- What is being asked
Tally every line of the entries that contains the string "city", then reply with only that number.

- Given records
*****

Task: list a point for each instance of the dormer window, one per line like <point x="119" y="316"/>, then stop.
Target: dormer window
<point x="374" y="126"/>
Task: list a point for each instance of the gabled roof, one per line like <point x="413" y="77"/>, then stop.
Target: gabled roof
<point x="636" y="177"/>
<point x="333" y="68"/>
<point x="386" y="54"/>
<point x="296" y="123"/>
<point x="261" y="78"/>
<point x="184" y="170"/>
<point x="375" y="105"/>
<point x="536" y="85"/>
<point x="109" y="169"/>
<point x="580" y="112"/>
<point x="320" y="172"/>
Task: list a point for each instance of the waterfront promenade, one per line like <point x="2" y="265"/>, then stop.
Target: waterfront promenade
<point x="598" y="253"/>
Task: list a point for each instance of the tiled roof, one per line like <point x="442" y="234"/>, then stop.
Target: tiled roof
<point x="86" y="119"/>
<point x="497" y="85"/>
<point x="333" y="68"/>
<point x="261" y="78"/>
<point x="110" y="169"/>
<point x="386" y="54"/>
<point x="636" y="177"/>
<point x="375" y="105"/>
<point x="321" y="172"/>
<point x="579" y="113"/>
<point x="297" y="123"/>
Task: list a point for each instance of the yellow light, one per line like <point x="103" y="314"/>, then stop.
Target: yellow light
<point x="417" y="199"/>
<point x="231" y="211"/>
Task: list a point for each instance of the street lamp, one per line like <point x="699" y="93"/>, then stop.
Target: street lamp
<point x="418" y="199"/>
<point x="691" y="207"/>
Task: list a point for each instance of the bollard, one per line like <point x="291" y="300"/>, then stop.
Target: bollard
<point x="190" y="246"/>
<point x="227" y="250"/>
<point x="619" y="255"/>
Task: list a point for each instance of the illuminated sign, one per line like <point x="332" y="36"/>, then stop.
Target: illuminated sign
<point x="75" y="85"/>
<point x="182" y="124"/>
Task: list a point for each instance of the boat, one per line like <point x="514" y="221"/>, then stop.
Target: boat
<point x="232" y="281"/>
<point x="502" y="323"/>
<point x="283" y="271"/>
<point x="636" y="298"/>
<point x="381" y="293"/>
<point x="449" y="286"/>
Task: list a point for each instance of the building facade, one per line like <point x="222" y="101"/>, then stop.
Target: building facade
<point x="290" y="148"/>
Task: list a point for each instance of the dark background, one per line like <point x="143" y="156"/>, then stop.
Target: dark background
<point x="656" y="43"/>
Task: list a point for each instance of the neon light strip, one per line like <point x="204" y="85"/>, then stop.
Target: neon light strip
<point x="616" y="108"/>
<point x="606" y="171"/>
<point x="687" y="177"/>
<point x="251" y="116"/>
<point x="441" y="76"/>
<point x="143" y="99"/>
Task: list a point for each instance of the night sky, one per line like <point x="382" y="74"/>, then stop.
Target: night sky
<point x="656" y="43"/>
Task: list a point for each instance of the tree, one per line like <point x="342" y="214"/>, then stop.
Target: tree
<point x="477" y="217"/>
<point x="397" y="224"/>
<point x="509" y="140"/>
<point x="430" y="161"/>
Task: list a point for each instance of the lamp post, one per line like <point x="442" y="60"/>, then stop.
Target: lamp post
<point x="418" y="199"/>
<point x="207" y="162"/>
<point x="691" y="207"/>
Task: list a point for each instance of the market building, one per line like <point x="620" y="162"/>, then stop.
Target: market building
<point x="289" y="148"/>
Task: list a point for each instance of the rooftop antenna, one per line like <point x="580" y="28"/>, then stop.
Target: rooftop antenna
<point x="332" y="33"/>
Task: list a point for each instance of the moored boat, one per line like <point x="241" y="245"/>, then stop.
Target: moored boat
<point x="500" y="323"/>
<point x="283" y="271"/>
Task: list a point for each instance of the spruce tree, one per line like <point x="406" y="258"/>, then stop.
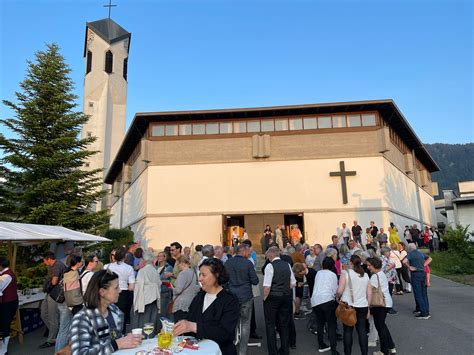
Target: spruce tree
<point x="44" y="181"/>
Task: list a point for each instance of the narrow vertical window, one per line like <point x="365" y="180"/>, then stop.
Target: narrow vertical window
<point x="109" y="60"/>
<point x="89" y="62"/>
<point x="125" y="68"/>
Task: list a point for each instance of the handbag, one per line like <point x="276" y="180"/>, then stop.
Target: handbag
<point x="378" y="298"/>
<point x="345" y="313"/>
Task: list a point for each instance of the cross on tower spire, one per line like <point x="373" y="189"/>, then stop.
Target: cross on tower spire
<point x="110" y="7"/>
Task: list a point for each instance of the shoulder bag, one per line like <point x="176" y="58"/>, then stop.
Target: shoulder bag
<point x="345" y="313"/>
<point x="378" y="298"/>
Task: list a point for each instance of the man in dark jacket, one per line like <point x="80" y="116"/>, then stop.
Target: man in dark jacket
<point x="242" y="276"/>
<point x="277" y="303"/>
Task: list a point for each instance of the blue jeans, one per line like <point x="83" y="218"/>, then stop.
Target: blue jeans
<point x="245" y="316"/>
<point x="418" y="283"/>
<point x="65" y="320"/>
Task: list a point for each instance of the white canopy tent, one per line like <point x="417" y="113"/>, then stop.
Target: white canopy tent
<point x="23" y="234"/>
<point x="26" y="234"/>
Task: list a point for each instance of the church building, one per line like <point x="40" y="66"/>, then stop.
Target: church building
<point x="190" y="176"/>
<point x="106" y="49"/>
<point x="193" y="176"/>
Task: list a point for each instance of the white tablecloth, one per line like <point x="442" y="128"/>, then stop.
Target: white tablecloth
<point x="206" y="346"/>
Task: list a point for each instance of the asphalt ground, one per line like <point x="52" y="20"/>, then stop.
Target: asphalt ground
<point x="449" y="331"/>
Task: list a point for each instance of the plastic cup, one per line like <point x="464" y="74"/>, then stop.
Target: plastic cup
<point x="137" y="331"/>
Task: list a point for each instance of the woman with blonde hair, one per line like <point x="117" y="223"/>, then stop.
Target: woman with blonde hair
<point x="184" y="289"/>
<point x="355" y="289"/>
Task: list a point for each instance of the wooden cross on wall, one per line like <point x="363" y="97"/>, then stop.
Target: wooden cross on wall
<point x="343" y="173"/>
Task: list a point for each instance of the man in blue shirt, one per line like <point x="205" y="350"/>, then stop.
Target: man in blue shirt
<point x="417" y="262"/>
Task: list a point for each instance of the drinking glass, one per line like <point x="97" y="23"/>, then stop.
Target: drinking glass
<point x="164" y="340"/>
<point x="148" y="329"/>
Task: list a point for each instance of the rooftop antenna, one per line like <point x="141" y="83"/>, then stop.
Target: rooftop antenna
<point x="110" y="7"/>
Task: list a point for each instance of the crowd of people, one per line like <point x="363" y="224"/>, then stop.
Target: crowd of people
<point x="210" y="291"/>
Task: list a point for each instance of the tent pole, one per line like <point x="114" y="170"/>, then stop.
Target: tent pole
<point x="13" y="259"/>
<point x="12" y="253"/>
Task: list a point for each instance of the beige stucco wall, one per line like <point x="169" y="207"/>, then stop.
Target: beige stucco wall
<point x="466" y="216"/>
<point x="134" y="204"/>
<point x="186" y="202"/>
<point x="259" y="187"/>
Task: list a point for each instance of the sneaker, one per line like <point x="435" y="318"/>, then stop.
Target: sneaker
<point x="423" y="317"/>
<point x="323" y="348"/>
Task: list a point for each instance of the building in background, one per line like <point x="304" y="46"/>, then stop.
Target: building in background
<point x="458" y="210"/>
<point x="106" y="49"/>
<point x="190" y="175"/>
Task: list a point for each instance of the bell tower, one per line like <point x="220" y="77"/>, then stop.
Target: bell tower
<point x="106" y="49"/>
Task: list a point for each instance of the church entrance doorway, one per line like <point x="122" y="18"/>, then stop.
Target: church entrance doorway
<point x="254" y="225"/>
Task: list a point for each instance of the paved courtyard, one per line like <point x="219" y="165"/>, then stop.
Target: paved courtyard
<point x="449" y="331"/>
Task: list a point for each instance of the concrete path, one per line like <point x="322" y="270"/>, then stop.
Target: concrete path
<point x="449" y="331"/>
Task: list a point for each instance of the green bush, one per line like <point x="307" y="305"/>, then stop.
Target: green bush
<point x="459" y="240"/>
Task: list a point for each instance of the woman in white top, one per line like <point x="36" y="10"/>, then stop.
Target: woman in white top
<point x="146" y="296"/>
<point x="405" y="272"/>
<point x="380" y="313"/>
<point x="354" y="289"/>
<point x="126" y="281"/>
<point x="323" y="302"/>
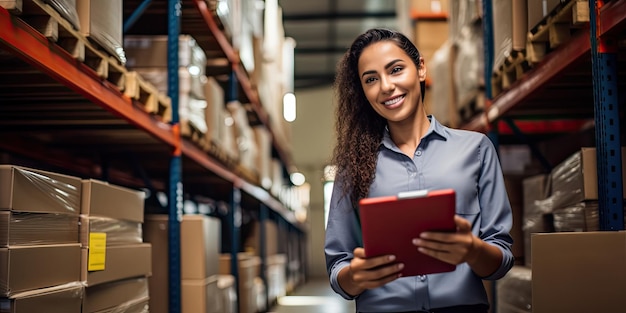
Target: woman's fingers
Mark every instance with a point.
(449, 247)
(373, 272)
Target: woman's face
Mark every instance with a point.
(391, 81)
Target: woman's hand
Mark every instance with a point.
(454, 248)
(368, 273)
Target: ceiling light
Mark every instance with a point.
(289, 107)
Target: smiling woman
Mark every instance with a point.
(387, 144)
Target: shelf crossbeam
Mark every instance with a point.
(34, 48)
(606, 108)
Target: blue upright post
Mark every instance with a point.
(175, 186)
(606, 108)
(234, 219)
(136, 15)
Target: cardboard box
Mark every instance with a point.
(249, 267)
(151, 52)
(20, 228)
(200, 246)
(579, 272)
(155, 231)
(107, 200)
(57, 299)
(102, 22)
(121, 262)
(118, 232)
(201, 296)
(253, 242)
(576, 178)
(138, 306)
(514, 291)
(30, 190)
(430, 6)
(227, 293)
(510, 20)
(25, 268)
(115, 295)
(538, 9)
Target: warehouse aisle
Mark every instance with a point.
(315, 296)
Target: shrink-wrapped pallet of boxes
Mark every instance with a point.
(39, 242)
(115, 263)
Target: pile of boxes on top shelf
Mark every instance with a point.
(527, 30)
(524, 31)
(557, 242)
(454, 57)
(221, 129)
(71, 244)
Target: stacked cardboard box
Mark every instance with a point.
(248, 270)
(200, 248)
(102, 22)
(579, 272)
(147, 55)
(39, 247)
(115, 262)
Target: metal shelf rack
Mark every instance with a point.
(68, 118)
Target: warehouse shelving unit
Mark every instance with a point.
(581, 79)
(57, 113)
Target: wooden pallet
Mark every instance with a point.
(512, 69)
(153, 101)
(46, 20)
(556, 28)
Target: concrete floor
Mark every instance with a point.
(315, 296)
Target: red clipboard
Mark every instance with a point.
(389, 224)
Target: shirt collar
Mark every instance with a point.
(435, 130)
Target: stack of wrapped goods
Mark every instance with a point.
(203, 290)
(40, 249)
(115, 263)
(147, 56)
(575, 192)
(574, 248)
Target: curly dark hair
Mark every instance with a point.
(359, 129)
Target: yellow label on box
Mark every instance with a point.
(97, 251)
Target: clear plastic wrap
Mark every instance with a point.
(64, 297)
(29, 190)
(67, 9)
(119, 232)
(21, 228)
(514, 291)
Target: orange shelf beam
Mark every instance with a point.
(612, 18)
(38, 51)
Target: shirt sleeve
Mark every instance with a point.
(497, 218)
(343, 235)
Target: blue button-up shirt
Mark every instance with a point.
(465, 161)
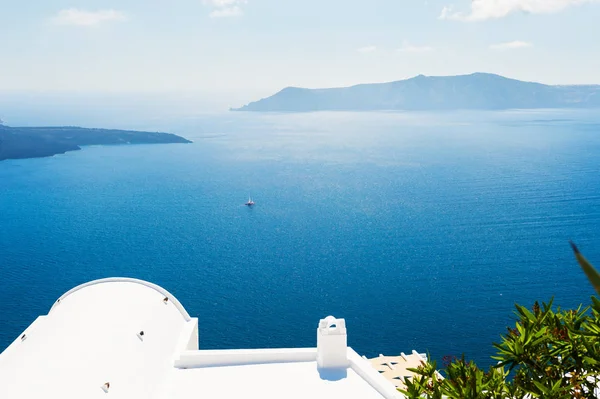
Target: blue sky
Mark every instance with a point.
(256, 47)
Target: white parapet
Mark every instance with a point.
(332, 344)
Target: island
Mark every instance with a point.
(477, 91)
(36, 142)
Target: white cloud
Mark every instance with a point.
(409, 48)
(488, 9)
(367, 49)
(73, 16)
(221, 3)
(511, 45)
(224, 12)
(225, 8)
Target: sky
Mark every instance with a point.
(251, 48)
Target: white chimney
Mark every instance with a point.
(332, 343)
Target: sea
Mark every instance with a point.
(421, 229)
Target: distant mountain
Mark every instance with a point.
(36, 142)
(481, 91)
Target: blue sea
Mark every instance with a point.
(422, 230)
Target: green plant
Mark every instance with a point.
(550, 353)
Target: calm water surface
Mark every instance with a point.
(421, 229)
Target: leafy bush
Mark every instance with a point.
(550, 353)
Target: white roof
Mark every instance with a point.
(299, 380)
(93, 336)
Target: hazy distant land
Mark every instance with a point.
(36, 142)
(481, 91)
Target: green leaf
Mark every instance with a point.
(591, 273)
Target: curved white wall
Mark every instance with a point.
(92, 336)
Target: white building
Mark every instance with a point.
(126, 338)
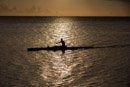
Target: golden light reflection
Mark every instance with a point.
(59, 69)
(59, 66)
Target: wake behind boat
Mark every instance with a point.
(58, 48)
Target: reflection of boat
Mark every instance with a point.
(64, 48)
(58, 48)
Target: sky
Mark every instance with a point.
(64, 7)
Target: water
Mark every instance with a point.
(103, 67)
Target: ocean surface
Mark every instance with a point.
(99, 67)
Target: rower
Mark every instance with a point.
(62, 42)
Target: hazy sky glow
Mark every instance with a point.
(65, 7)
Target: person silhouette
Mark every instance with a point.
(62, 42)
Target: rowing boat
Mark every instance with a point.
(58, 48)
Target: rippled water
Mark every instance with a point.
(103, 67)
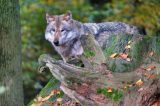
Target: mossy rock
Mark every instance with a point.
(117, 44)
(155, 48)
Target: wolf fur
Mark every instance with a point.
(64, 33)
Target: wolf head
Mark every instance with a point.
(60, 29)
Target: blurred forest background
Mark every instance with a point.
(142, 13)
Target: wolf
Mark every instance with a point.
(64, 33)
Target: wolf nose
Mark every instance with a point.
(56, 43)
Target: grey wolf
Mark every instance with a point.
(64, 33)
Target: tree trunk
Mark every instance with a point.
(11, 89)
(138, 84)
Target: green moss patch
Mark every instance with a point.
(115, 95)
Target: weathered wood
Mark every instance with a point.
(95, 75)
(11, 82)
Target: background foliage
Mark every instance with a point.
(142, 13)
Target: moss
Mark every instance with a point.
(115, 95)
(117, 45)
(89, 53)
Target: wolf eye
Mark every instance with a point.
(52, 30)
(62, 30)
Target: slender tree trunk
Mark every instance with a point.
(11, 89)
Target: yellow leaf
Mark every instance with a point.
(150, 68)
(128, 47)
(113, 55)
(139, 82)
(151, 54)
(109, 89)
(123, 55)
(59, 99)
(129, 42)
(128, 59)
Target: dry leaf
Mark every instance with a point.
(59, 100)
(109, 89)
(114, 55)
(139, 82)
(37, 104)
(150, 68)
(129, 42)
(128, 47)
(39, 98)
(151, 54)
(141, 89)
(128, 59)
(123, 55)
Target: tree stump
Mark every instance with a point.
(96, 85)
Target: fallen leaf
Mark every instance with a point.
(129, 42)
(128, 47)
(123, 55)
(151, 54)
(128, 59)
(39, 98)
(114, 55)
(150, 68)
(59, 100)
(139, 82)
(141, 89)
(151, 76)
(37, 104)
(109, 89)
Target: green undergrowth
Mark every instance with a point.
(116, 44)
(89, 53)
(115, 95)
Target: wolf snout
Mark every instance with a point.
(56, 43)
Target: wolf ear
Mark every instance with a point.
(67, 16)
(49, 18)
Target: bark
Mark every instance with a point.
(81, 84)
(11, 93)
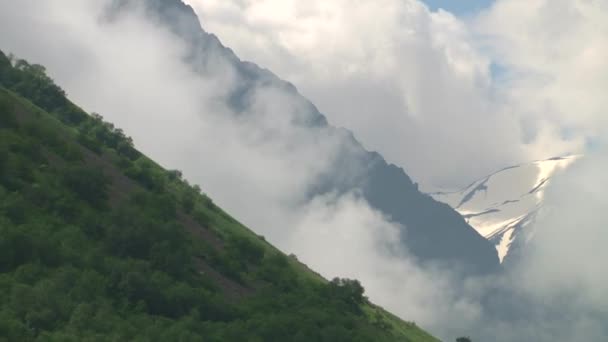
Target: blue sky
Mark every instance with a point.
(459, 7)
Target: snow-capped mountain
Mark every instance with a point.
(502, 204)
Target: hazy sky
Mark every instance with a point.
(449, 98)
(459, 7)
(414, 84)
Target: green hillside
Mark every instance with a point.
(98, 242)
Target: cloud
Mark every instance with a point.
(414, 84)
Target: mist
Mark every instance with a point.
(259, 165)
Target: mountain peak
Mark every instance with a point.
(501, 205)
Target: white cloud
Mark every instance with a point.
(413, 84)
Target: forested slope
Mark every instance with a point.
(98, 242)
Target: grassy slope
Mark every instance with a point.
(210, 275)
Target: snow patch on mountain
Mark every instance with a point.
(501, 205)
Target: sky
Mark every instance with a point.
(429, 89)
(417, 86)
(459, 7)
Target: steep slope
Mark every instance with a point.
(97, 242)
(432, 231)
(501, 205)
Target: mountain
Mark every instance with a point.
(432, 231)
(98, 242)
(502, 205)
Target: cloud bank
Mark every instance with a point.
(419, 86)
(426, 89)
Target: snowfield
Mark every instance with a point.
(501, 205)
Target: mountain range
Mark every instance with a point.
(502, 206)
(432, 231)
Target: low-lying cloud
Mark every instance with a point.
(365, 73)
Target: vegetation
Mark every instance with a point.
(97, 242)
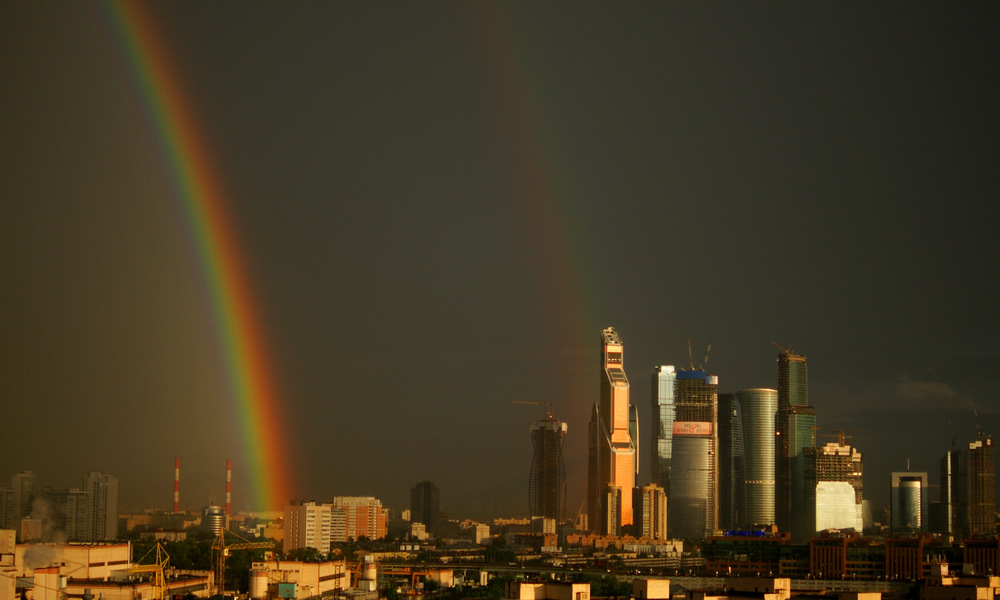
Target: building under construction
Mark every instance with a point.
(547, 481)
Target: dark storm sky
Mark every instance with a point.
(440, 206)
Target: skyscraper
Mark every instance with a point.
(954, 504)
(611, 445)
(547, 480)
(424, 506)
(694, 471)
(662, 430)
(982, 498)
(795, 425)
(650, 512)
(732, 464)
(906, 501)
(104, 505)
(759, 406)
(833, 488)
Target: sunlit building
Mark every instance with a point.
(834, 490)
(547, 480)
(612, 448)
(982, 497)
(795, 427)
(694, 472)
(662, 430)
(758, 406)
(906, 501)
(650, 512)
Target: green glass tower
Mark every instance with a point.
(795, 424)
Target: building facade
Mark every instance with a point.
(612, 448)
(759, 406)
(982, 497)
(650, 512)
(732, 464)
(424, 508)
(694, 472)
(795, 424)
(662, 429)
(547, 479)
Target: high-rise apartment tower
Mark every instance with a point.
(547, 480)
(662, 430)
(795, 426)
(694, 475)
(612, 454)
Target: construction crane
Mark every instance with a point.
(220, 550)
(839, 434)
(162, 560)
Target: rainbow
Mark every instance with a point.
(547, 202)
(203, 198)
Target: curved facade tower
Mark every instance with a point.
(662, 430)
(759, 406)
(694, 476)
(611, 445)
(547, 481)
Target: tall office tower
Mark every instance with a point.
(23, 485)
(834, 491)
(547, 480)
(662, 431)
(649, 507)
(906, 501)
(612, 448)
(6, 507)
(424, 506)
(732, 466)
(794, 426)
(982, 499)
(759, 406)
(307, 525)
(954, 496)
(104, 505)
(694, 512)
(365, 517)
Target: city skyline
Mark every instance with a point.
(432, 210)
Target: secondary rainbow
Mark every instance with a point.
(200, 191)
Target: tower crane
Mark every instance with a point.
(220, 550)
(162, 560)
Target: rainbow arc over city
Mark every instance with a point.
(202, 196)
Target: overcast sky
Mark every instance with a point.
(440, 205)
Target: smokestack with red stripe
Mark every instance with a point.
(177, 485)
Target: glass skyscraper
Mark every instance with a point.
(759, 406)
(732, 464)
(694, 472)
(795, 425)
(611, 445)
(662, 430)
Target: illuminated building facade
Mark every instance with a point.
(833, 488)
(612, 448)
(650, 512)
(547, 480)
(982, 497)
(662, 430)
(694, 472)
(732, 464)
(795, 424)
(758, 406)
(906, 501)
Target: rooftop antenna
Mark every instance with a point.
(787, 350)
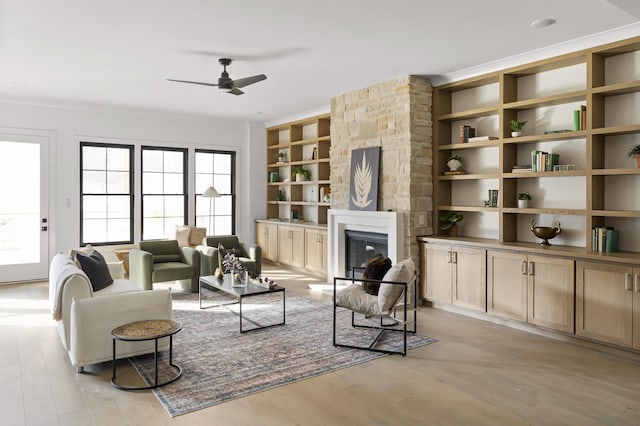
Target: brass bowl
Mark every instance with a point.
(545, 232)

*****

- Solution for this task
2